→ **WHAT TO PRODUCE**: Retyping the entries exactly is all that is required.

→ **RECORDS SHOWN**:
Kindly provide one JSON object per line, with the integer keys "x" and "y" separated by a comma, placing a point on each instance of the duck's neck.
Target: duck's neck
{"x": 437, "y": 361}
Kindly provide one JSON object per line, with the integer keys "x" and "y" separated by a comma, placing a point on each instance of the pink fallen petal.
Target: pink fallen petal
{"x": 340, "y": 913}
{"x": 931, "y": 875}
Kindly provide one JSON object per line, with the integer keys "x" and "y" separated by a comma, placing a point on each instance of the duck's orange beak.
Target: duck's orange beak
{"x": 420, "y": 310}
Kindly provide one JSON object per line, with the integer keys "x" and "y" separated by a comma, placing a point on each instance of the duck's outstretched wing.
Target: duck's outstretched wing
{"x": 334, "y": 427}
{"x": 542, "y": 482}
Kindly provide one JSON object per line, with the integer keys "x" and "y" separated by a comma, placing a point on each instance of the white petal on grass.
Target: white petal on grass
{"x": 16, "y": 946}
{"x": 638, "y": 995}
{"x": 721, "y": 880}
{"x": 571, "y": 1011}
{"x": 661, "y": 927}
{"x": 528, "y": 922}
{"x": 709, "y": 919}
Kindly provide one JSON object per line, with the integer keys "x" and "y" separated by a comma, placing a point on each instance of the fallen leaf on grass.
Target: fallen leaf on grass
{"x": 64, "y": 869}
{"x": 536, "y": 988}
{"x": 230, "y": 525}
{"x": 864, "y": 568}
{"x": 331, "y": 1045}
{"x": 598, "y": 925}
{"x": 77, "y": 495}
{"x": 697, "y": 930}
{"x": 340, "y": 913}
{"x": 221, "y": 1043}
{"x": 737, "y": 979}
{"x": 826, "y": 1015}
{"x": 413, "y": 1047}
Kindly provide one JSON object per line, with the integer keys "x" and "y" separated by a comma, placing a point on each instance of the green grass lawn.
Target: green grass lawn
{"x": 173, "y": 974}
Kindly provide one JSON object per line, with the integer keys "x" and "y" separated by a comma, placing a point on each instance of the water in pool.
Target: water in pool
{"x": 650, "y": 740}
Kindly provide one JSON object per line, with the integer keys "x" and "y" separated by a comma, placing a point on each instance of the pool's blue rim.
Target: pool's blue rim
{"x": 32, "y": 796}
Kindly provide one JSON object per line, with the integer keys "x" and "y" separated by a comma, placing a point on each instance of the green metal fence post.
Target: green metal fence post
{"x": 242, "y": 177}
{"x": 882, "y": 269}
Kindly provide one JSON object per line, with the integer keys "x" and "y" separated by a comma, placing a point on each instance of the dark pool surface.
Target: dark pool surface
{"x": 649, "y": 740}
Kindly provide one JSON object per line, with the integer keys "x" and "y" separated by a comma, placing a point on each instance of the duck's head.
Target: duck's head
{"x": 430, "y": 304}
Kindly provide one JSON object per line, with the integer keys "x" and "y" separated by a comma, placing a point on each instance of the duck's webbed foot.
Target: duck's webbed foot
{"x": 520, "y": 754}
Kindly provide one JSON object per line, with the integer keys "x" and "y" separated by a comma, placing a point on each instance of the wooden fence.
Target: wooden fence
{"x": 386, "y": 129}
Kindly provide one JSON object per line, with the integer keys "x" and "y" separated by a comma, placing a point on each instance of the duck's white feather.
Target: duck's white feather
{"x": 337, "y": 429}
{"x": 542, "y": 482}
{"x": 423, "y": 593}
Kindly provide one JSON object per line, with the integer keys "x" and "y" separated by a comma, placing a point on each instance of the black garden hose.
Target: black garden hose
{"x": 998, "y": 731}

→ **ANSWER BOX**:
Kindly provide one JSON object per line, with the integer keys "x" and "y" separated by a comma, placing a point on each instance of the duck's neck.
Target: duck's neck
{"x": 437, "y": 361}
Kindly provide one JSON object per line, with the integer keys "x" and "y" separated by a comma, placing a point on each instance of the pink fallen petal.
Target: pink fallen petal
{"x": 340, "y": 913}
{"x": 931, "y": 875}
Kindly provide one JSON object per line, with the integer keys "x" and "y" separated by a comma, placing a point on each instance of the duck's orange beak.
Target: duck's orange beak
{"x": 420, "y": 310}
Kindly provide one JSON object per line, with the integer keys "x" and "y" separated by a comma, placing a point on each instance of the duck's outstretched wing.
Target: duck's outstretched wing
{"x": 334, "y": 427}
{"x": 542, "y": 482}
Kindly provide one JSON object per line, with the integer keys "x" and "y" separated by a comma, placing a point on each instance of the white petal on grass.
Target: white petal on grass
{"x": 16, "y": 946}
{"x": 638, "y": 995}
{"x": 721, "y": 880}
{"x": 571, "y": 1011}
{"x": 661, "y": 927}
{"x": 528, "y": 922}
{"x": 709, "y": 919}
Kindly provide one JSON object per line, with the integer keys "x" and "y" separated by a comma, placing a point on each instance of the fallen leaf on grass.
Target: fallen leaf on grass
{"x": 64, "y": 869}
{"x": 536, "y": 988}
{"x": 230, "y": 525}
{"x": 864, "y": 568}
{"x": 331, "y": 1045}
{"x": 598, "y": 925}
{"x": 77, "y": 495}
{"x": 697, "y": 930}
{"x": 340, "y": 913}
{"x": 221, "y": 1043}
{"x": 737, "y": 979}
{"x": 826, "y": 1015}
{"x": 413, "y": 1047}
Kindly provide one JSON object per line, with the integer keys "x" and "y" separated by a comma, placing a point on each instance of the green grass lawn.
Target: green grass lawn
{"x": 173, "y": 974}
Kindly provide one JSON object per line, with the integer keys "x" and "y" separated by a comma, placing a point on each instance of the water in pool.
Target: water in pool
{"x": 650, "y": 740}
Kindly provide one JSON object per line, with the integer keys "x" and "y" separated by a comma, placing a point on each instance of the pool's blue rim.
Target: pool's blue rim
{"x": 32, "y": 796}
Kindly provide one JSON object per line, with the integer keys "x" and "y" separated by a comma, placing a point on each instance of the green metal fence post.
Target: green metal fence post
{"x": 242, "y": 177}
{"x": 882, "y": 269}
Kindly provide one JSON object per line, with the integer keys "x" and "y" separated by a comma, placing a point on each instance of the dark pool surface.
Target: dark pool surface
{"x": 649, "y": 740}
Kindly provide one JSON object per line, with the integer keys "x" and "y" separated by a comma, placing a point on each instance of the duck's head.
Target: duck's head
{"x": 430, "y": 304}
Kindly provide one JSON object per line, with the integer keys "x" and "y" separated by a comma, placing a point on each instance of the duck's webbed foot.
Target: duck's webbed foot
{"x": 520, "y": 754}
Kindly provide one JSON object per line, with the integer keys "x" and "y" separated by a comma, placing a point on each instance of the wooden fence.
Target: wooden fence
{"x": 386, "y": 129}
Kindly provide one JSON object per line, with the integer keys "x" and "y" separated by a comma, placing a point on each instance of the duck's white feather.
Target: duck's white feather
{"x": 337, "y": 429}
{"x": 542, "y": 482}
{"x": 423, "y": 593}
Kindly provide one JSON object per line, with the integer keys "x" and "y" separated by a comma, placing a point on each instance of the black garden hose.
Target: black garden hose
{"x": 998, "y": 731}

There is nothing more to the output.